>> begin EXTRACTED MATERIAL

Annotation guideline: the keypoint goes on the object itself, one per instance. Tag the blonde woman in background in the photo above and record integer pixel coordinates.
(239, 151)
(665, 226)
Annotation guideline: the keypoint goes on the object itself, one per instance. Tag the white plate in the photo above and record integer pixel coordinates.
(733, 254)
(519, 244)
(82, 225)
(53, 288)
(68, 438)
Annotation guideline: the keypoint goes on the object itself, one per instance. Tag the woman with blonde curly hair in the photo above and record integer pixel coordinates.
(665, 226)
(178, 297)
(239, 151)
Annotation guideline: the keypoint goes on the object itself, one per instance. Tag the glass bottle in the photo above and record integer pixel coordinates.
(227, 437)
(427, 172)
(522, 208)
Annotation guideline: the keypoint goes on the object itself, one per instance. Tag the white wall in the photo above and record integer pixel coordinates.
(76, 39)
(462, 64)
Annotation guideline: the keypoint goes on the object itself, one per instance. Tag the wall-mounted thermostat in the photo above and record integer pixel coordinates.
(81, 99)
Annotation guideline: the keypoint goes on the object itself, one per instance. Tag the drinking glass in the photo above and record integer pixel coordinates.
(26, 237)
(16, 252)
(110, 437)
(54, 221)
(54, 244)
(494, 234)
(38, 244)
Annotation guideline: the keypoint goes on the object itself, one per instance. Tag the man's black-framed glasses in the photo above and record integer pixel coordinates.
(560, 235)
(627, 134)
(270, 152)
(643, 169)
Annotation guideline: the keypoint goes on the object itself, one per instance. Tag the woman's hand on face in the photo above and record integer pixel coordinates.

>> end EXTRACTED MATERIAL

WRITTEN REQUEST: Rewrite all of the material above, replacing every "integer pixel coordinates" with "whole-number pixel coordinates" and leaving everything else unchanged.

REPLY TO THE TASK:
Annotation guideline: the keypoint goes on the object itself, one per instance. Tag the blonde woman in background in the photo above and record whole-number pixel coordinates.
(239, 151)
(665, 226)
Annotation guideline: the keypoint goes on the object itself, one per instance. Tag the white plate in the photo above and record whole-number pixel coordinates.
(733, 254)
(519, 244)
(82, 225)
(53, 288)
(68, 438)
Annotation guideline: the keypoint goes on the object itself, one per instance. Tag the woman with blonde curly hair in the photo above and record whole-number pixel coordinates.
(665, 226)
(178, 297)
(239, 151)
Annotation guideline: the keypoint goes on the object itself, one per instance. Tag the glass bottle in the photo above and record whole-number pixel coordinates.
(227, 437)
(427, 172)
(522, 208)
Annotation guideline: the keypoint goes on the object itself, one per instance. Tag the white wall in the photo above and record whole-number pixel coordinates.
(76, 39)
(462, 64)
Annotation guideline: the keypoint goes on the object itself, one per instance. Tag the wall-mounted thermostat in the photo above and record whole-number pixel coordinates.
(81, 99)
Annotation guideline: the keypoint goes on the object itself, one per instance. Tag the drinking glass in the photo above and record whole-number pixel coordinates.
(26, 237)
(16, 252)
(110, 437)
(54, 221)
(54, 244)
(494, 234)
(38, 244)
Annotation guideline: the keypoint goes on the object itself, one per instance. Tag the man's black-framed glasses in the photo above and record whole-number pixel coordinates.
(560, 235)
(627, 134)
(270, 152)
(643, 169)
Annotation guideline: the keypoint goes on the object itself, one per instance. Tag the woman's hand on face in the photo above and record whole-number pixel coordinates.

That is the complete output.